• THE PROBLEM: The lines to reproduce run from the one containing "Where can the yellow" through the end of the records below. Reproduce them exactly and add nothing.

(Region pointing data)
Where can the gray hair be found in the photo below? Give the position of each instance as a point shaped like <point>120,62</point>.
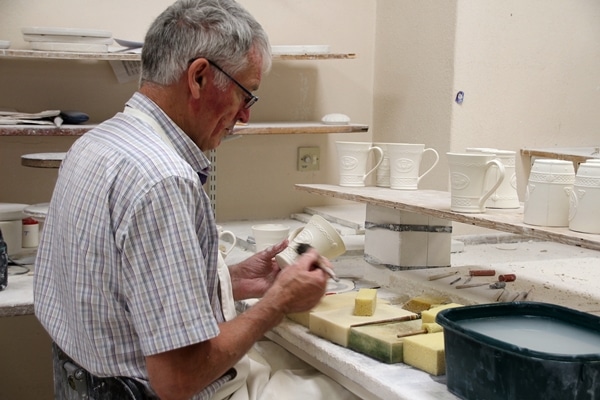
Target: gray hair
<point>219,30</point>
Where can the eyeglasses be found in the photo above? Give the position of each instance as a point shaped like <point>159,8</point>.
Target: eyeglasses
<point>250,99</point>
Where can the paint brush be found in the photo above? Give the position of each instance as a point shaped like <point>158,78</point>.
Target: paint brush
<point>303,248</point>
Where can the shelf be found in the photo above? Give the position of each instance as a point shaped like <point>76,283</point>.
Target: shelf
<point>121,56</point>
<point>42,160</point>
<point>67,55</point>
<point>259,128</point>
<point>437,204</point>
<point>270,128</point>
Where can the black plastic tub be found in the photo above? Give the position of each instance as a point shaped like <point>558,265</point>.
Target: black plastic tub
<point>522,350</point>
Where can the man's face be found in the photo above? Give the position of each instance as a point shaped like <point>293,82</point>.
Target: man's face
<point>223,108</point>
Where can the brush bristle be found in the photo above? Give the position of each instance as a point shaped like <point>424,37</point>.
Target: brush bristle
<point>302,248</point>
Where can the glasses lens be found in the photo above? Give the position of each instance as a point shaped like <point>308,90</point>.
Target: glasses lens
<point>250,101</point>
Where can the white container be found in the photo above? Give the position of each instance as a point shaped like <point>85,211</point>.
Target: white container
<point>11,224</point>
<point>467,180</point>
<point>547,195</point>
<point>584,210</point>
<point>353,162</point>
<point>505,196</point>
<point>267,235</point>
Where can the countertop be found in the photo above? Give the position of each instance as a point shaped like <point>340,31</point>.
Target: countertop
<point>548,272</point>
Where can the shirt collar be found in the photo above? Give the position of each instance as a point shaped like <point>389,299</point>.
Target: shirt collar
<point>182,144</point>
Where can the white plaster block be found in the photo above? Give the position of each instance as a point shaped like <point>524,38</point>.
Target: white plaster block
<point>404,240</point>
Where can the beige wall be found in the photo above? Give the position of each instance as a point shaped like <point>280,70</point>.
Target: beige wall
<point>530,71</point>
<point>255,174</point>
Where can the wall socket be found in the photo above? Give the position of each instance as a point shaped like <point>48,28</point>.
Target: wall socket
<point>309,159</point>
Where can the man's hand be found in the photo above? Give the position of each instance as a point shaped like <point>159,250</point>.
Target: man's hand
<point>252,277</point>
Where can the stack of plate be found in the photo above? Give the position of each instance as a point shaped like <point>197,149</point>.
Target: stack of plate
<point>67,39</point>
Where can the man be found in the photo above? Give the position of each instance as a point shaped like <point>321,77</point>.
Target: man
<point>126,276</point>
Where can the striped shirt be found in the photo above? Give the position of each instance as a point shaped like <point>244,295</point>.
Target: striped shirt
<point>127,262</point>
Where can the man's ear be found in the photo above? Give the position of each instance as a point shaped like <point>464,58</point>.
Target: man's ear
<point>196,72</point>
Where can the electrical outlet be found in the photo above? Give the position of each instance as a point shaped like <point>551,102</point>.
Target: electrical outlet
<point>308,159</point>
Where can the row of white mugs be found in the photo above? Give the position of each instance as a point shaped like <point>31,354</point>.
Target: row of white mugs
<point>480,177</point>
<point>556,196</point>
<point>483,178</point>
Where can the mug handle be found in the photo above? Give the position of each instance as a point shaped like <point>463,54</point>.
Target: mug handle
<point>295,233</point>
<point>379,151</point>
<point>500,178</point>
<point>232,238</point>
<point>437,159</point>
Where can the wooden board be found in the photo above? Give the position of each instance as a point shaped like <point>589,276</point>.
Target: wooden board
<point>437,204</point>
<point>42,160</point>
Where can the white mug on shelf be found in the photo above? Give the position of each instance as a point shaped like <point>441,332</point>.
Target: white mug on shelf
<point>402,162</point>
<point>506,195</point>
<point>467,179</point>
<point>266,235</point>
<point>584,213</point>
<point>353,162</point>
<point>227,241</point>
<point>547,196</point>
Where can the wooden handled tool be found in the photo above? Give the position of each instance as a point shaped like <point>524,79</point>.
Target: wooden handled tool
<point>442,275</point>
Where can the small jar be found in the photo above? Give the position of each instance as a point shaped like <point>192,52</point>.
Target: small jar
<point>31,232</point>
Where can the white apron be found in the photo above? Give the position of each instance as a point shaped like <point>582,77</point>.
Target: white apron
<point>267,372</point>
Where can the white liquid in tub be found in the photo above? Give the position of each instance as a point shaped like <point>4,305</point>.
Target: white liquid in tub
<point>538,334</point>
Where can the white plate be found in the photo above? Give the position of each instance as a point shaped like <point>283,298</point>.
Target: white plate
<point>39,30</point>
<point>66,39</point>
<point>11,211</point>
<point>300,49</point>
<point>129,43</point>
<point>74,47</point>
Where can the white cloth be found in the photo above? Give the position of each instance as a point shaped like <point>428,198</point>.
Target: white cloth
<point>270,372</point>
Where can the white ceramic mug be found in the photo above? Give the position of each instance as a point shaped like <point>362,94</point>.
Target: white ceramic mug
<point>505,196</point>
<point>402,161</point>
<point>353,162</point>
<point>318,233</point>
<point>547,194</point>
<point>267,235</point>
<point>467,179</point>
<point>584,213</point>
<point>227,241</point>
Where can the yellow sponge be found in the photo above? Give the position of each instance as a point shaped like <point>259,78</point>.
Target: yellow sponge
<point>365,302</point>
<point>329,302</point>
<point>426,352</point>
<point>424,302</point>
<point>428,316</point>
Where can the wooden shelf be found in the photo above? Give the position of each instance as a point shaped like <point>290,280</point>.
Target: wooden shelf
<point>259,128</point>
<point>574,154</point>
<point>122,56</point>
<point>437,204</point>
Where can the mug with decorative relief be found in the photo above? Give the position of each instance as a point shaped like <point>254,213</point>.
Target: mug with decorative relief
<point>548,193</point>
<point>506,195</point>
<point>353,160</point>
<point>468,193</point>
<point>318,233</point>
<point>584,213</point>
<point>401,164</point>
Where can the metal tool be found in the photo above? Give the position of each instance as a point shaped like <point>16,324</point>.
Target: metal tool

• REPLY:
Where can the yellow sponge be found in the photo above? Give the position of each instance as a point shaped like <point>259,78</point>.
Target: yellow sponge
<point>365,302</point>
<point>329,302</point>
<point>426,352</point>
<point>424,302</point>
<point>428,316</point>
Where can the wooden shelf be found in the photo above? Give the position of each instance as a point shaped like <point>290,280</point>.
Target: wooden shelf
<point>259,128</point>
<point>574,154</point>
<point>122,56</point>
<point>437,204</point>
Where can the mug with decorative relief be found in the photo above? Give the position of each instance as a point shaped like <point>254,213</point>.
Target: mug with decorative relief
<point>548,193</point>
<point>506,195</point>
<point>353,160</point>
<point>468,193</point>
<point>318,233</point>
<point>584,213</point>
<point>401,164</point>
Where can the metal tool be found in the photo above? Give the position of each instance as a point shaped like <point>16,324</point>.
Target: metal tool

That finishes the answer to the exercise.